CZĘŚCI ĆWICZENIA
1) Wyjaśnij, dlaczego według tekstu o Adamie i Ewie Bóg ich oszukał.
2) Którą karę Ewy tekst o Adamie i Ewie nazywa okrutną?
3) Kontynuuj tekst o karach dla Adama i Ewy, zaczynając zaraz po jego ostatnim zdaniu.

PODANY TEKST
__________

Bóg powiedział Adamowi o jedzeniu z drzewa poznania dobra i zła: "w dniu, w którym z niego zjesz, z całą pewnością umrzesz"
A Szatan powiedział Ewie "Z całą pewnością nie umrzecie".
Potem następuje grzech. Co się dzieje? "W tym samym dniu" Adam i Ewa nie umarli. Żyli jeszcze niemalże 1000 lat. Bóg ich oszukał. Niech nikt nie mówi że Adam wiedział że "tysiąc lat jak jeden dzień". Adam nie znał tej symboliki.
Bóg powiedział też Adamowi "W bólu będziesz jadł jej plon przez wszystkie dni swego życia. A ona tobie porośnie cierniami i ostami i będziesz jeść roślinność polną. W pocie swego oblicza będziesz jadł chleb, aż wrócisz do ziemi, gdyż z niej zostałeś wzięty". Wygląda na to, że Bóg im wymierzył dodatkową karę, o której nie wspominał wcześniej, i to karę okrutną:
- ból
- pot
- starość i dopiero potem śmierć
A Ewie Bóg powiedział "Wielce pomnożę boleść twej brzemienności; w bólach będziesz rodzić dzieci, a swoje pożądanie będziesz kierować ku swemu mężowi, on zaś będzie nad tobą panował". I znów okazuje się, że Ewa otrzymuje karę, o której Bóg jej wcześniej nie mówił. I ponownie karę można nazwać okrutną - są to bóle porodowe. Dodatkowo Bóg wprowadza patriarchat; za jego wiedzą i zgodą mężczyźni zaczynają panować nad kobietami.

__________

PODANY MATERIAŁ
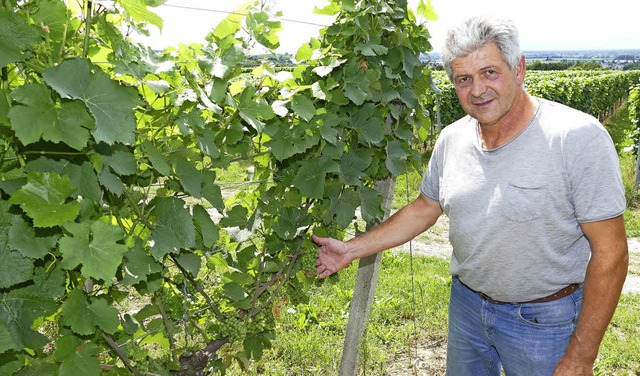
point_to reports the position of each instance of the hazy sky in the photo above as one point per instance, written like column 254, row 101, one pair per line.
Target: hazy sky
column 543, row 24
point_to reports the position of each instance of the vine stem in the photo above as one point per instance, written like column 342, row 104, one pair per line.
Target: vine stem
column 87, row 31
column 121, row 354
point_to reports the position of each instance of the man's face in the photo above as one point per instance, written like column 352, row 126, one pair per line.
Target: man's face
column 485, row 85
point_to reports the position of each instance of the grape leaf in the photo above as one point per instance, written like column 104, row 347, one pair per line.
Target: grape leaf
column 14, row 268
column 94, row 245
column 290, row 222
column 83, row 177
column 18, row 310
column 396, row 158
column 174, row 228
column 77, row 357
column 303, row 106
column 111, row 182
column 353, row 165
column 368, row 121
column 38, row 117
column 190, row 177
column 137, row 9
column 205, row 226
column 44, row 198
column 157, row 159
column 15, row 35
column 6, row 339
column 83, row 317
column 138, row 265
column 120, row 159
column 346, row 207
column 110, row 104
column 23, row 239
column 311, row 176
column 189, row 262
column 371, row 204
column 252, row 111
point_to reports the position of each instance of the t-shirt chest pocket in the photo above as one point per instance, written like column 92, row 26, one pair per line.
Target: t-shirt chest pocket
column 524, row 202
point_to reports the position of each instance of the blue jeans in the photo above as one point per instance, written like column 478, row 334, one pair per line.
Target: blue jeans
column 524, row 339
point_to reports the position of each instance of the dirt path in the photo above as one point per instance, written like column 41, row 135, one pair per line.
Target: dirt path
column 435, row 243
column 428, row 358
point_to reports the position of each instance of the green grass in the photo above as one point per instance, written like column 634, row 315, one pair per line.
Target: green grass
column 310, row 337
column 410, row 308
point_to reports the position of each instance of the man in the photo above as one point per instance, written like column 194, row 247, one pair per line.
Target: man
column 535, row 201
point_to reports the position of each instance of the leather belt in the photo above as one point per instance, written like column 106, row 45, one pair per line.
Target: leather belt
column 549, row 298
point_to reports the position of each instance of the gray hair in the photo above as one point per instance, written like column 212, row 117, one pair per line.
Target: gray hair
column 475, row 33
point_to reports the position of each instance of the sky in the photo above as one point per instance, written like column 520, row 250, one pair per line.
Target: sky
column 543, row 24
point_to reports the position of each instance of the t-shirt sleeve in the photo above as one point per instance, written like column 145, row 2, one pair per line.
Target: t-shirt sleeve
column 596, row 181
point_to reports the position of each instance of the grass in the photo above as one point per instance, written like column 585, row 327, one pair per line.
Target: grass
column 410, row 308
column 310, row 337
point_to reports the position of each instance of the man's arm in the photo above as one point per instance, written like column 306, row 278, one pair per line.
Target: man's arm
column 401, row 227
column 605, row 277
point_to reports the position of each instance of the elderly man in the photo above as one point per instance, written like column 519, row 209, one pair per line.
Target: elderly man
column 535, row 202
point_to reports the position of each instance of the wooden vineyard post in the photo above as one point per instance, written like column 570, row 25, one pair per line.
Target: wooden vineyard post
column 363, row 292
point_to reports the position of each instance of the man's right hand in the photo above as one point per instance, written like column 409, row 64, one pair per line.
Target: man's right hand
column 333, row 256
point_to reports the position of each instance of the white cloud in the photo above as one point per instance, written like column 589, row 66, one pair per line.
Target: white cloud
column 543, row 24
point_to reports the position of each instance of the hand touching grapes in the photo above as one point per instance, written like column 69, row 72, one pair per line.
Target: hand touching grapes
column 333, row 256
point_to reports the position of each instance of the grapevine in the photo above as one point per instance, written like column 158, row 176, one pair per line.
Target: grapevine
column 232, row 329
column 308, row 260
column 296, row 293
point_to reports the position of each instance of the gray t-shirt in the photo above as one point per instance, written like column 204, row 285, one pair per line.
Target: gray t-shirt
column 515, row 211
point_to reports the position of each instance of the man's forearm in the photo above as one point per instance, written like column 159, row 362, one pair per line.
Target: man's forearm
column 401, row 227
column 603, row 285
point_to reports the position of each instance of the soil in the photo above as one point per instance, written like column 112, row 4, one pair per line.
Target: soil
column 428, row 358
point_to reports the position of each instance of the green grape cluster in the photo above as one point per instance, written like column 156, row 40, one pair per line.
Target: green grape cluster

__________

ODPOWIEDZI DO ZADAŃ
1) Bóg zapowiedział Adamowi, że w dniu, w którym zje z drzewa poznania dobra i zła, z całą pewnością umrze. Tymczasem po grzechu Adam i Ewa nie umarli tego samego dnia, lecz żyli jeszcze niemalże 1000 lat. Tekst dodaje, że Adam nie mógł rozumieć tych słów jako „tysiąc lat jak jeden dzień”, bo nie znał tej symboliki.

2) Bóle porodowe.

3)
Wygląda to tak, że to Szatan powiedział prawdę Adamowi i Ewie, a Bóg ich okłamał i wymierzył im okrutną karę, która działa do dziś.
Czy komuś takiemu można uwierzyć, gdy potem mówi, że chce uwolnić ludzkość z niewoli grzechu i śmierci?
A teraz możecie mnie hejtować.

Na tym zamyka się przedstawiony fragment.